### EXERCICE PROPOSÉ 1
D'après l'entretien sur les lectures et les biographies d'écrivains, expliquez en une à trois phrases comment la personne interrogée est passée de Necker à Madame de Staël, puis à Chateaubriand.
### EXERCICE PROPOSÉ 2
Reproduisez mot pour mot le passage de l'entretien sur les lectures et les biographies d'écrivains, de « Le goût des » à « vous a apporté ? ».
### EXERCICE PROPOSÉ 3
Poursuivez l'entretien sur les lectures et les biographies d'écrivains à partir de sa dernière phrase.

### EXTRAIT
+-------+
Quelles ont été les grandes lectures, celles qui vous ont marqué pour la vie?

Dans mon enfance, Jules Verne, chantre de l’apogée de la civilisation européenne au XIX° siècle et la comtesse de Ségur, parfait manuel de bonne éducation, puis dès mon adolescence, Maupassant, Balzac, mais surtout les auteurs anglais des XVIII° siècle et XIX° siècle, avant de passer un peu plus tard à Virginia Woolf et aux écrivains de ce que l’on appelait alors le groupe de Bloomsbury.

Et les grandes rencontres ?

Le goût des livres m’a donné celui de leurs auteurs et ce fut ainsi que dans ma prime jeunesse je suis allé voir Ferdinand Bac, le dernier témoin du Second Empire, La Varende, puis Jean Giono, me trouvant par hasard près de chez lui, et enfin Marguerite Yourcenar dont les Mémoires d’Hadrien m’avaient enthousiasmé, me faisant aimer soudain tout ce qui m’avait tant ennuyé jadis pendant mes études. Une fois à Paris, j’ai connu beaucoup d’écrivains, dont Julien Green, le plus remarquable, mais la liste, là, serait trop longue…

Outre des ouvrages d’histoire (par exemple une Histoire de l’Emigration, que l’on réédite ces jours-ci), vous avez publié, chez Perrin, des biographies d’écrivains très remarquées : Madame de Staël, Proust, Chateaubriand, Le tour de Jules Verne en quatre-vingt livres. Pouvez-vous nous dire ce qui a motivé ces choix et ce que chacun de ces auteurs vous a apporté ?

Mes biographies d’écrivains, comme Madame de Staël, Proust, Chateaubriand, sont en général le fruit du hasard, voire d’une opportunité, mais il existe malgré tout un fil conducteur. Ayant par goût personnel voulu écrire une Histoire de l’Emigration, j’ai été frappé en lisant Souvenirs et Mémoires sur la fin du XVIII° siècle de l’âpreté des jugement sur Necker, véritablement jeté en pâture aux chiens après avoir été considéré pendant des années comme le sauveur de la France. Ainsi l’idée m’est-elle venue de le réhabiliter, puis, en travaillant à sa biographie, j’ai trouvé que sa fille Germaine de Staël était un personnage infiniment plus haut en couleur et intéressant. Je suis donc passé du père à la fille, et en préparant mon livre sur celle-ci j’ai amassé une documentation qui pouvait me servir également sur Chateaubriand, qui fut comme elle un grand opposant à Napoléon.
+-------+
### MATÉRIEL FOURNI
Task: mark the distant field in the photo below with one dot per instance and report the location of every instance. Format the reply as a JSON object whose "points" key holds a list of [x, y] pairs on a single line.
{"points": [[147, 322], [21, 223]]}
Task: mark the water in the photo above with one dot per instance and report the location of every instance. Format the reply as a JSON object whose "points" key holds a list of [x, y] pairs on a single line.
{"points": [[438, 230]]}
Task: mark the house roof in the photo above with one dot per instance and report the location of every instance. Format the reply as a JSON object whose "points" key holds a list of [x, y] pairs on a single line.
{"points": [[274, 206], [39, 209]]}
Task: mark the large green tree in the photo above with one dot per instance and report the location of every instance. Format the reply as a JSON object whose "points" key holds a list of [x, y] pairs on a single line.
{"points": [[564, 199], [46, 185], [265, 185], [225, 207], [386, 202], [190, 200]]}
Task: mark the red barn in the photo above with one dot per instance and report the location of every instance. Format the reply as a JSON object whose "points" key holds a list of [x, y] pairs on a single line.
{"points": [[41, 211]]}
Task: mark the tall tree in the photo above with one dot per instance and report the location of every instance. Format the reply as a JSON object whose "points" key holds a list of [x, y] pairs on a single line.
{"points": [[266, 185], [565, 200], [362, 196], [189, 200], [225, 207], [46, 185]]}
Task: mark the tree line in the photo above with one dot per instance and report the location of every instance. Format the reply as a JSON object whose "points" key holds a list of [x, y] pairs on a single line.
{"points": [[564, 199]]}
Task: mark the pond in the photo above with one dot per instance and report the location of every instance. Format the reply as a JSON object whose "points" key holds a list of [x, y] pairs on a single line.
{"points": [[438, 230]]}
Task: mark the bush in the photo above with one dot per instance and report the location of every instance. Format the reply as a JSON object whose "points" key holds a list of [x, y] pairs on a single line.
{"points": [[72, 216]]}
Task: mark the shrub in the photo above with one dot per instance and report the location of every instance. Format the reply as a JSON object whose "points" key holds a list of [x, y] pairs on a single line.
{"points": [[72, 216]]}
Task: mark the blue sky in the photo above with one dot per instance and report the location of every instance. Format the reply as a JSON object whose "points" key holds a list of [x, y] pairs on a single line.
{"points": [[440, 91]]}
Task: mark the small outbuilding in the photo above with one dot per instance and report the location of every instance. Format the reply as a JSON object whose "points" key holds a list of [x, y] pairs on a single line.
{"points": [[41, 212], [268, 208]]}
+-------+
### RÉPONSE RÉDIGÉE 1
En travaillant à une biographie de Necker pour le réhabiliter, la personne interrogée a trouvé que sa fille, Germaine de Staël, était un personnage infiniment plus haut en couleur et intéressant. En préparant le livre sur celle-ci, elle a amassé une documentation qui pouvait servir aussi pour Chateaubriand, qui fut comme Madame de Staël un grand opposant à Napoléon.

### RÉPONSE RÉDIGÉE 2
Le goût des livres m’a donné celui de leurs auteurs et ce fut ainsi que dans ma prime jeunesse je suis allé voir Ferdinand Bac, le dernier témoin du Second Empire, La Varende, puis Jean Giono, me trouvant par hasard près de chez lui, et enfin Marguerite Yourcenar dont les Mémoires d’Hadrien m’avaient enthousiasmé, me faisant aimer soudain tout ce qui m’avait tant ennuyé jadis pendant mes études. Une fois à Paris, j’ai connu beaucoup d’écrivains, dont Julien Green, le plus remarquable, mais la liste, là, serait trop longue…

Outre des ouvrages d’histoire (par exemple une Histoire de l’Emigration, que l’on réédite ces jours-ci), vous avez publié, chez Perrin, des biographies d’écrivains très remarquées : Madame de Staël, Proust, Chateaubriand, Le tour de Jules Verne en quatre-vingt livres. Pouvez-vous nous dire ce qui a motivé ces choix et ce que chacun de ces auteurs vous a apporté ?

### RÉPONSE RÉDIGÉE 3
Dans ces deux écrivains, surtout Madame de Staël, j’ai admiré le goût des formules, les réflexions politiques, et j’en notais au passage avec l’idée que cela pouvait servir pour un autre livre, un ouvrage de morale politique par exemple. En revanche, j’ai fait d’autres livres pour le seul plaisir de témoigner ma reconnaissance à des auteurs qui avaient enchanté ma jeunesse, comme Jules Verne, dont j’ai analysé l’œuvre dans Le Tour de Jules verne en quatre-vingts livres, la comtesse de Ségur, dont l’œuvre, une fois décryptée, la montre, ainsi que Jules Verne, assez différente de l’image traditionnelle et enfin Ferdinand Bac, le premier à encourager ma vocation de mémorialiste et d’historien.

Vous publiez à Versailles un Petit dictionnaire des idées mal reçues, dans l’esprit de Rivarol, mais aussi de Proudhon, que vous citez: « j’ai pris la plume pour la servir – la liberté – et je n’aurai servi qu’à hâter la servitude générale et la confusion ». Quelle en est la genèse ?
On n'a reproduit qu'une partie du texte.